## START Text passage

Hyun Jee Cho, Huy Lim Kha, Yvonne Minh Tinh Le, Nolan Ho Wung Murphy, Tanaporn Norsrida, Linda Sok

Dear Homeland, is a sensitive inquiry into the East- and Southeast-Asian Australian diasporic identity by a diverse group of emerging Sydney-based artists with homelands spanning across Cambodia, Hong Kong, Korea, Thailand and Vietnam. The works by these artists deliberately employ vastly different mediums - painting, drawing, photography, sculpture, video and performance. Unified by their diasporic history and biographical practices, they work to individualise their own unique experiences within the contemporary Australian context. 

 

The works featured in Dear Homeland, engage with amalgamated identities which exist in liminal spaces that have been formed through the hybridisation of cultures from the motherland and the current land. Their practices act as avenues for intimate and vulnerable expressions of a displaced identity post-migration by deconstructing how locality and heritage coalesce and manifest within an artistic practice.

## END Text passage

→ **Exercise requirements**
a. Write out the Dear Homeland exhibition description word for word, beginning at "Dear Homeland, is" and ending after "contemporary Australian context.".
b. Extend the Dear Homeland exhibition description, picking up after its final sentence.
The rows come from a separate source unrelated to the exhibition description.

## START Extracted entries

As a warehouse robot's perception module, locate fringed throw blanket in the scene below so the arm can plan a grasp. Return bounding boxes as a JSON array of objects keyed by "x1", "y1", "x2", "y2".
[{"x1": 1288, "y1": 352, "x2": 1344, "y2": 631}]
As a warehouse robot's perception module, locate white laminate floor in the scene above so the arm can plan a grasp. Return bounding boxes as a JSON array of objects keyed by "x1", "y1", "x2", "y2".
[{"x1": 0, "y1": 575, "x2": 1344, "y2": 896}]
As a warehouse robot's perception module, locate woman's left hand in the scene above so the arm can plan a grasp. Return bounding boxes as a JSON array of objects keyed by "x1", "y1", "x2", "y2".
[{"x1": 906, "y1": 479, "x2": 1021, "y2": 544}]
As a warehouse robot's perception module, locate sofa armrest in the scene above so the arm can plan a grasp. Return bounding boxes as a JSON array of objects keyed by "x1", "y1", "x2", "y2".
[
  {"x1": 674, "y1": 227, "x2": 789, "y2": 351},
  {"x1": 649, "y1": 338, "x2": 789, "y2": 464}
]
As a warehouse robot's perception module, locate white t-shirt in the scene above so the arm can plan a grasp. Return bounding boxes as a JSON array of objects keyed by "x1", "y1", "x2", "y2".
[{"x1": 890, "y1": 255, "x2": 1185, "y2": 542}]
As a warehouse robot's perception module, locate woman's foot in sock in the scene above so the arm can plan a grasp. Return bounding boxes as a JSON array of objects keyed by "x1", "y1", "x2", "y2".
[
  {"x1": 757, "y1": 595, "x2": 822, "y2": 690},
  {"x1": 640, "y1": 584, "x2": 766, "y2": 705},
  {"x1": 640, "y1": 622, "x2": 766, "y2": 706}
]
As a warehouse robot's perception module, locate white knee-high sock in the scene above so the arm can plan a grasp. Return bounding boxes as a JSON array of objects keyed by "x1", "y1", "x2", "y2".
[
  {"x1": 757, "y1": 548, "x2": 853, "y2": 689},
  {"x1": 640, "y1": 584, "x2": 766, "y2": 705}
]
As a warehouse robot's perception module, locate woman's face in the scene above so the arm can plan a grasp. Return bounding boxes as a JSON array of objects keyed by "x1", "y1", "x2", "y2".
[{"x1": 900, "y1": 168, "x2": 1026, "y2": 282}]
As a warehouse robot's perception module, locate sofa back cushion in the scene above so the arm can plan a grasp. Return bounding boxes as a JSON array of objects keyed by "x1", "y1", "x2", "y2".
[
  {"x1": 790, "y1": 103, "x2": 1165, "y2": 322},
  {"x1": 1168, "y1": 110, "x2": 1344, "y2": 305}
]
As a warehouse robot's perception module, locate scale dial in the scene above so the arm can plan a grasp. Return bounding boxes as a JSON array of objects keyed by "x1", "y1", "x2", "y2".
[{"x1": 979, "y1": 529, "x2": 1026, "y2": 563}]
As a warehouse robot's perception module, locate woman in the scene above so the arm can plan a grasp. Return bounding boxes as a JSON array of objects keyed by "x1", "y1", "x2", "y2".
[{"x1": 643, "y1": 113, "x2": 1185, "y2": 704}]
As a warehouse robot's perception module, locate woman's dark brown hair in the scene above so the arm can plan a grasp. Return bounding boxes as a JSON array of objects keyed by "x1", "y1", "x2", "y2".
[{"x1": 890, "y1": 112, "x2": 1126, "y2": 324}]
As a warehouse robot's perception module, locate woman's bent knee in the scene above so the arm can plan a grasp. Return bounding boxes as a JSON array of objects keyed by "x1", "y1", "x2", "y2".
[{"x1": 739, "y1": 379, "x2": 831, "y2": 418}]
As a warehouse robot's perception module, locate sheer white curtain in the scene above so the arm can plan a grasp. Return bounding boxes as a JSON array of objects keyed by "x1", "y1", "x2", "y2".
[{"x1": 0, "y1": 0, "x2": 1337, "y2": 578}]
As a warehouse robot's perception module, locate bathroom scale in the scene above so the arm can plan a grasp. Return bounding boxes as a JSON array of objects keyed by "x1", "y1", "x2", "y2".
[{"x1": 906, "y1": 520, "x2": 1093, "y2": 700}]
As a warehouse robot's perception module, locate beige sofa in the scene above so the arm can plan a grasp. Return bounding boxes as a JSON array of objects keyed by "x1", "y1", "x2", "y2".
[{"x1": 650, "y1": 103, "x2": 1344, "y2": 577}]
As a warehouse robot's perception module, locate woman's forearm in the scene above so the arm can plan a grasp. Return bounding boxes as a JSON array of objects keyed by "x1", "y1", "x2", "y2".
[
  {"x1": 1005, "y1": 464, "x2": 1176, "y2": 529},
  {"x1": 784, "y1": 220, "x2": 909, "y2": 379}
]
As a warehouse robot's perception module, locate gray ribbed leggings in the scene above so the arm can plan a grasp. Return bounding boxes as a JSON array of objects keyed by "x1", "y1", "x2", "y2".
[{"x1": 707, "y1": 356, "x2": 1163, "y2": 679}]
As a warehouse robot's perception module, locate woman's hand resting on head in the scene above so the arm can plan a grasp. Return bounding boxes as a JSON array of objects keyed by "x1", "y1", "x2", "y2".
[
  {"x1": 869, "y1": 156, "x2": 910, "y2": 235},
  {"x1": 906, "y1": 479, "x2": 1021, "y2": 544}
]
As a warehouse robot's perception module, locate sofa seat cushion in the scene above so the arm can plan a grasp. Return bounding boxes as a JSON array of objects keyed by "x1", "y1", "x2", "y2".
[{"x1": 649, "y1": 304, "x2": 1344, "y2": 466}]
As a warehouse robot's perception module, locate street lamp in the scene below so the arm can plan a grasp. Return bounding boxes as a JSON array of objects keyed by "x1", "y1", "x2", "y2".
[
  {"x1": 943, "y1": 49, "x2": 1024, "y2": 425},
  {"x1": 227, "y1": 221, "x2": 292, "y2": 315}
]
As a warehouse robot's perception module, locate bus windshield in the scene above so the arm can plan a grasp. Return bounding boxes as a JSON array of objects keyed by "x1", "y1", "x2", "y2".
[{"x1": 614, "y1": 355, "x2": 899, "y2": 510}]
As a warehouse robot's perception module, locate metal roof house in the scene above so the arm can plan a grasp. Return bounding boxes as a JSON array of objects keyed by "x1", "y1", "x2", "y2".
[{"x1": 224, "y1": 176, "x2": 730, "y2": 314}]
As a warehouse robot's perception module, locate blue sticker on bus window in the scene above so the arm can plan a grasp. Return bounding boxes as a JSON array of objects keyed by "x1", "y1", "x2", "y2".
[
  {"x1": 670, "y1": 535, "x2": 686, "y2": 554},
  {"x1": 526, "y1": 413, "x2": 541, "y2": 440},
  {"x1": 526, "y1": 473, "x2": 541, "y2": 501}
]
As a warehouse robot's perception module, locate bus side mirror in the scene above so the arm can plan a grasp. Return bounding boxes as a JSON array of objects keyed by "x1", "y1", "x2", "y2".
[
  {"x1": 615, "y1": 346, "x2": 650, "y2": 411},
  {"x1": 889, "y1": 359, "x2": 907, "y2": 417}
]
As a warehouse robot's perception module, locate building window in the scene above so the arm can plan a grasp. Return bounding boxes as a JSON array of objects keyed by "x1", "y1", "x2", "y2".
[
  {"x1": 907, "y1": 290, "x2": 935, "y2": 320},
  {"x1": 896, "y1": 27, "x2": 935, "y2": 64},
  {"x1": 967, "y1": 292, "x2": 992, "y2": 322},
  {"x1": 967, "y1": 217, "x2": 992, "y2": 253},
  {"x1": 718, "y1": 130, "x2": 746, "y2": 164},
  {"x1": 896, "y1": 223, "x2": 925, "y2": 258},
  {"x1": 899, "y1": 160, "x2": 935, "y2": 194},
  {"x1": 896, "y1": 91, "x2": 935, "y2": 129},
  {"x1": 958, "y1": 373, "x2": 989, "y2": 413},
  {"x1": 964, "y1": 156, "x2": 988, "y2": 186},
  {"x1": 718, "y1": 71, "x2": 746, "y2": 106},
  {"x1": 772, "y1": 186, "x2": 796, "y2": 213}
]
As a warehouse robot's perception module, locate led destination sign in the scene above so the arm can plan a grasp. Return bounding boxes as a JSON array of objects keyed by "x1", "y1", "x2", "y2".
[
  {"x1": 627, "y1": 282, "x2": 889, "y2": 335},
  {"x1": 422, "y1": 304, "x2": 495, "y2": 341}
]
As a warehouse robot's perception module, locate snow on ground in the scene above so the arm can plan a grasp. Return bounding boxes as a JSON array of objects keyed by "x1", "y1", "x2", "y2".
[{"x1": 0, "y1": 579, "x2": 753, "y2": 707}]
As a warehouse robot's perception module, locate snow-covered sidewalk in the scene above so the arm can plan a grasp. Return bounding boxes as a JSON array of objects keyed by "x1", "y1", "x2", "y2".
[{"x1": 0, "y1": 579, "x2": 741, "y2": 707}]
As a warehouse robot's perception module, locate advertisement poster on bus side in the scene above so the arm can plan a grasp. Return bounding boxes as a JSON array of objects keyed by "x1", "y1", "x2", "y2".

## END Extracted entries

→ **Replies**
a.
Dear Homeland, is a sensitive inquiry into the East- and Southeast-Asian Australian diasporic identity by a diverse group of emerging Sydney-based artists with homelands spanning across Cambodia, Hong Kong, Korea, Thailand and Vietnam. The works by these artists deliberately employ vastly different mediums - painting, drawing, photography, sculpture, video and performance. Unified by their diasporic history and biographical practices, they work to individualise their own unique experiences within the contemporary Australian context.

b.
 

Dear Homeland, transforms the Kudos Gallery space into a contemplative and inclusive journey into personal cultural landscapes by giving voice to hidden narratives and histories. The complex and multi-faceted nature of the post-migratory experience is depicted through the diverse materials used, allowing for audiences to experience the array of identities that manifest. Collectively, the works offer a glimpse into the East- and Southeast-Asian diasporic experience that exists within Australia.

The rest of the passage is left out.